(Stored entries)
----------
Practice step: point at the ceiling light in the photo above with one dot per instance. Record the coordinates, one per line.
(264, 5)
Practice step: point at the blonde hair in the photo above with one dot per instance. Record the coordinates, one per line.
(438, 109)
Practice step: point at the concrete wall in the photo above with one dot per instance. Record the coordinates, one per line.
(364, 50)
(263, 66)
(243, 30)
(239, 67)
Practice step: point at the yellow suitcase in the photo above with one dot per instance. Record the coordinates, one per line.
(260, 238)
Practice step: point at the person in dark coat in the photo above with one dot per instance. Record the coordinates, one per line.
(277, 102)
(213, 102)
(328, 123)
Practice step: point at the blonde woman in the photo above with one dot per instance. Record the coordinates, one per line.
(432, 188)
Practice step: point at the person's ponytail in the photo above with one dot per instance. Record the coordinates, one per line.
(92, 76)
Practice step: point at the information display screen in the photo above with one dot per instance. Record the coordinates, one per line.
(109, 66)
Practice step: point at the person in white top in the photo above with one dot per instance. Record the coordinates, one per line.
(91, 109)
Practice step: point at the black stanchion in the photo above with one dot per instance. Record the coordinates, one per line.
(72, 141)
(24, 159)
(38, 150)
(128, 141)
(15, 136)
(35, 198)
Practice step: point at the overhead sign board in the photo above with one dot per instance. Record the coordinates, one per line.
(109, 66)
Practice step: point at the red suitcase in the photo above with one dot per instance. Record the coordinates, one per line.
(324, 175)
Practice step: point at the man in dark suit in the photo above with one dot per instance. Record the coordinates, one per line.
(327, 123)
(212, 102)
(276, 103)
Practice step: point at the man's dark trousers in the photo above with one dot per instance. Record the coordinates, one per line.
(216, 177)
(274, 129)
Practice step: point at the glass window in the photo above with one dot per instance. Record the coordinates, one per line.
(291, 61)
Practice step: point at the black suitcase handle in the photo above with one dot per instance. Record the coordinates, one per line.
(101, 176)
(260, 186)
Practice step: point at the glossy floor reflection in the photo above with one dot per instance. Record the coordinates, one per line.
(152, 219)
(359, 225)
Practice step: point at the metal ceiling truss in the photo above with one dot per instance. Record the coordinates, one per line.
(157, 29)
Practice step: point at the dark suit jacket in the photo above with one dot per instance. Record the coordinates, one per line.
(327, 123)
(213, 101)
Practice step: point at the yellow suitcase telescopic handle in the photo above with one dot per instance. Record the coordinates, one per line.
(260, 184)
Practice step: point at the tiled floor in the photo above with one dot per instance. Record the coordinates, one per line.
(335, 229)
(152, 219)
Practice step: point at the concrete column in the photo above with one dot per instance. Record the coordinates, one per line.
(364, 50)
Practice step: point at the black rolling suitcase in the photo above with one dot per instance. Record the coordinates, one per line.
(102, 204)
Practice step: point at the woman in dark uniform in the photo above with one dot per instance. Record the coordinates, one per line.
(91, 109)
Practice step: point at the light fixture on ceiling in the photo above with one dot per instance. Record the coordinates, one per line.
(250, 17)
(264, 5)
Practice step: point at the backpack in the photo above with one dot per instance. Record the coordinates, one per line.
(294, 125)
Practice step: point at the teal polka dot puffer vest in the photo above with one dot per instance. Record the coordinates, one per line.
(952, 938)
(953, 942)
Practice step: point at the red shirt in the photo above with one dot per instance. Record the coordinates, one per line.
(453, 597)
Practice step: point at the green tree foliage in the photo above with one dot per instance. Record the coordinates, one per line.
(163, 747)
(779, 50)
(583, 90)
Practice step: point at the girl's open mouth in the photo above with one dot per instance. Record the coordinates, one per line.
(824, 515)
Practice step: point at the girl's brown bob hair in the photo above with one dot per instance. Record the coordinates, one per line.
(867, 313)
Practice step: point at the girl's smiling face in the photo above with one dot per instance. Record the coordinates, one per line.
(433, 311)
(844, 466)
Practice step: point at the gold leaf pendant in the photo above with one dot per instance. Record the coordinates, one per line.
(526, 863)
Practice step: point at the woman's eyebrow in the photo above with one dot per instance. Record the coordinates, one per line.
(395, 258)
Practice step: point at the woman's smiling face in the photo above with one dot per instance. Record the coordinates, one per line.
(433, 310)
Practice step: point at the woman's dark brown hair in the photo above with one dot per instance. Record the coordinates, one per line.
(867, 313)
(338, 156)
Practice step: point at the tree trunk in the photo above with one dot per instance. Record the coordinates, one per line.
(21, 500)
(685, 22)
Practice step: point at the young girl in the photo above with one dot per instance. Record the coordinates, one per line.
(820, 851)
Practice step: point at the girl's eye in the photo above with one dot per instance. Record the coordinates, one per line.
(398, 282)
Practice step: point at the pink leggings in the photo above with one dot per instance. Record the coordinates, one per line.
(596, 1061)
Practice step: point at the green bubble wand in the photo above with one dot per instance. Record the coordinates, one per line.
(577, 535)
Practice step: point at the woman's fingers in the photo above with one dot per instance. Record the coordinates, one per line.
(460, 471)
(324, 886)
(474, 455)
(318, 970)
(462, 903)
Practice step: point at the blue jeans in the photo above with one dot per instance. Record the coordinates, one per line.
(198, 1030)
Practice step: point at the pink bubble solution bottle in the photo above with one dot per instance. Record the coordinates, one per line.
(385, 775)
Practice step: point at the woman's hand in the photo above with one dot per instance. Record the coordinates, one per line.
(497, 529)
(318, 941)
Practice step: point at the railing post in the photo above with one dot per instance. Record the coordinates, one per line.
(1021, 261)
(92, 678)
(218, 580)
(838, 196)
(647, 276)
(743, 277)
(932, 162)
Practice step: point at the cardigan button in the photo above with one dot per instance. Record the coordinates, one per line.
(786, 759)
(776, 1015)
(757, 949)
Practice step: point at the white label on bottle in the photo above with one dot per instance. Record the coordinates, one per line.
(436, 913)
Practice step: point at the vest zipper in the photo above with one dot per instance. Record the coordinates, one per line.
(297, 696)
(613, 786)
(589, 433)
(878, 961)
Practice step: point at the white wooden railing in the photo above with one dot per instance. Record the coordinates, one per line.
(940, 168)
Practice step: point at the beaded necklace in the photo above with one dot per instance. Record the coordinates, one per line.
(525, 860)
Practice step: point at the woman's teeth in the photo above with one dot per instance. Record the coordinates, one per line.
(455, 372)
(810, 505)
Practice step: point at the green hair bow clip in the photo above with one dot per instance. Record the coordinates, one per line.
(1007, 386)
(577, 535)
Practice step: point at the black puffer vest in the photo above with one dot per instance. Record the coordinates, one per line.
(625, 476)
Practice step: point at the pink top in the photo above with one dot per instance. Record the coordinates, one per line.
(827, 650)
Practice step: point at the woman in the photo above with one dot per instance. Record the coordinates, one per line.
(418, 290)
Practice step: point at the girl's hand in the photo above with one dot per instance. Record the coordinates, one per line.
----------
EXERCISE INSTRUCTIONS: Restate each record exactly as written.

THE REPLY:
Practice step: point at the ceiling light in the photo above with one dot per instance. Record the coordinates, one per line.
(264, 5)
Practice step: point at the blonde hair in the photo above with one dot per instance. Record the coordinates, one per line.
(438, 109)
Practice step: point at the concrete wall in the photo above with one dot per instance. Record the coordinates, one per line.
(364, 50)
(263, 66)
(243, 30)
(239, 67)
Practice step: point at the yellow suitcase in the photo above with one dot per instance. Record the coordinates, one per line.
(260, 238)
Practice step: point at the person in dark coat in the photo above with one dot per instance. Record the coordinates, one per line.
(277, 102)
(213, 102)
(328, 123)
Practice step: point at the blonde woman in the photo above with one dot per instance. Record the coordinates, one per line.
(432, 188)
Practice step: point at the person's ponytail in the photo above with one dot per instance. Record the coordinates, one per line.
(92, 76)
Practice step: point at the information display screen in the photo above with one dot per instance. Record the coordinates, one per line.
(109, 66)
Practice step: point at the person in white top in the photo above with one dot per instance. Record the coordinates, one per line.
(91, 109)
Practice step: point at the black stanchion in the photo above with one dot per instance. Record the coordinates, one per line.
(72, 141)
(24, 159)
(38, 150)
(128, 141)
(15, 136)
(35, 198)
Practice step: point at the overhead sign board in the photo above with one dot per instance. Record the coordinates, one per line.
(109, 66)
Practice step: point at the red suitcase in the photo above with one dot per instance. Record the coordinates, one per line.
(324, 175)
Practice step: point at the man in dark suit in the photo above with one dot per instance. Record the coordinates, one per line.
(327, 123)
(212, 102)
(276, 103)
Practice step: point at the man's dark trousers in the photo above with one dot per instance. Record the coordinates, one per line.
(216, 177)
(274, 129)
Practice step: point at the glass window in the photo above with one dot per instance. Record the coordinates, one per line.
(291, 61)
Practice step: point at the black suitcase handle in the photo above with one dot per instance. Record the coordinates, one per line.
(101, 176)
(260, 186)
Practice step: point at the glossy floor reflection in the photo above with one dot per instance. Record the coordinates, one per line.
(152, 219)
(359, 225)
Practice step: point at the metal ceiling truss in the photo above with one dot per instance. Record the coordinates, one per line.
(157, 29)
Practice step: point at the dark suit jacket in the photo above with one dot per instance. Record the coordinates, one per line.
(327, 123)
(213, 101)
Practice step: point at the yellow suitcase telescopic handle in the photo above with one dot per instance. Record the coordinates, one per line.
(260, 184)
Practice step: point at the tiled floor in the photo above with one dot per instance. Record the coordinates, one per line.
(335, 229)
(152, 219)
Practice step: point at the concrete column in the photo above with one dot per instance. Record the coordinates, one per line.
(364, 50)
Practice step: point at the black rolling suitcase in the photo above with one dot per instance. Record the coordinates, one per line.
(102, 204)
Practice step: point at the woman in dark uniform in the photo above with one dot per instance. Record the coordinates, one per line.
(91, 109)
Practice step: point at the light fixture on ceiling in the photo above with one dot per instance. Record the coordinates, one per line.
(250, 17)
(264, 5)
Practice step: point at the backpack in the photo above with one dot per instance. Record the coordinates, one per line.
(294, 125)
Practice step: point at the teal polka dot puffer vest in the photo above with one dot per instance. Record the coordinates, one per line.
(952, 938)
(953, 942)
Practice step: point at the red shirt in the photo above with one dot per instance. Record the coordinates, one per line.
(453, 597)
Practice step: point at the green tree foliage in the photo above with one dot per instance. Record the coordinates, one per line.
(163, 747)
(779, 50)
(583, 90)
Practice step: point at the girl's open mouth in the photo above with one dot per instance. Record the coordinates, one per line.
(824, 515)
Practice step: point at the girl's brown bob hair in the photo above with one dot per instance. Record the coordinates, one per line.
(867, 313)
Practice step: point at the girl's smiling face in the photo above with one dot per instance. Record the coordinates, one per line.
(433, 311)
(844, 466)
Practice step: point at the gold leaf pendant in the photo above with one dot per instance. Record the coordinates, one per line.
(526, 863)
Practice step: point at the woman's eyebrow in the photo above with one dot per instance. Record the coordinates, one per line.
(395, 258)
Practice step: point at the woman's smiling face in the photo above with one dot per instance. Record the coordinates, one per line.
(433, 310)
Practice step: point at the woman's dark brown hair in the photo above with one dot per instance. Record the coordinates, one per line.
(867, 313)
(338, 156)
Practice step: point at the tree trunk in the photo above with one dot per instance. Record the coordinates, one per line.
(21, 500)
(685, 22)
Practice step: point at the young girl in the photo above with one dot per instance. Record the coordinates, one per line.
(820, 851)
Practice step: point at the girl's eye in the photo above with one dot per instance. Record the coordinates, one per line.
(398, 282)
Practice step: point at the pink leggings in the photo above with one dot per instance. Record the coordinates, one per line.
(596, 1061)
Practice step: point at the green bubble wand in the photo above with one dot per instance. Record the coordinates, one per line.
(577, 535)
Practice step: point at the woman's fingers in the photo above with one dot per instance. Record the coordinates, one per line.
(460, 471)
(324, 886)
(474, 455)
(318, 970)
(462, 903)
Practice step: point at the blue jeans in the photo above with one dot per instance. Record the coordinates, one per line.
(198, 1030)
Practice step: point at the pink bubble solution bottle in the photo above with one dot per instance. Record the coordinates, one per line.
(385, 775)
Practice step: point at the woman's hand in the photo above with one dot per instance. Record the coordinates, one per line.
(497, 529)
(318, 941)
Practice step: point at the railing post in the photo above with one dot per instance. Record the coordinates, one per line.
(1021, 261)
(92, 678)
(218, 580)
(838, 196)
(647, 276)
(743, 277)
(932, 162)
Practice step: point at the cardigan button in the photo above with one dot per instance. Record the coordinates, one per line.
(786, 759)
(776, 1015)
(757, 949)
Practice step: point at the white label on bottle in the photo above with one dot per instance. Record the coordinates, one per line.
(436, 913)
Practice step: point at the vest zipper in the photo above with one dot per instance. Record the coordinates, one per line.
(297, 696)
(613, 786)
(589, 433)
(878, 961)
Practice step: point at the white wooden railing in the photo above with one dot per instance. Record the coordinates, one per line.
(940, 168)
Practice step: point at the beaded necklace in the photo above with one dot per instance. Record the coordinates, one per line.
(525, 860)
Practice step: point at the woman's teeth in the photo above with one dot per instance. Record the coordinates, one per line.
(455, 372)
(810, 505)
Practice step: point at the green hair bow clip in the photo above with one dot per instance. Record the coordinates, one per line.
(1007, 386)
(577, 535)
Practice step: point at the black puffer vest in the photo above with one dot per instance. Record the coordinates, one per line.
(625, 476)
Practice step: point at the pink top in the photo above with one dot per instance. Record the coordinates, one per line.
(827, 650)
Practice step: point at the woman in the photo above with one dot per instance. Record the coordinates, one per line.
(418, 290)
Practice step: point at the girl's hand in the photo above with one dot per instance. Record the coordinates, one per line.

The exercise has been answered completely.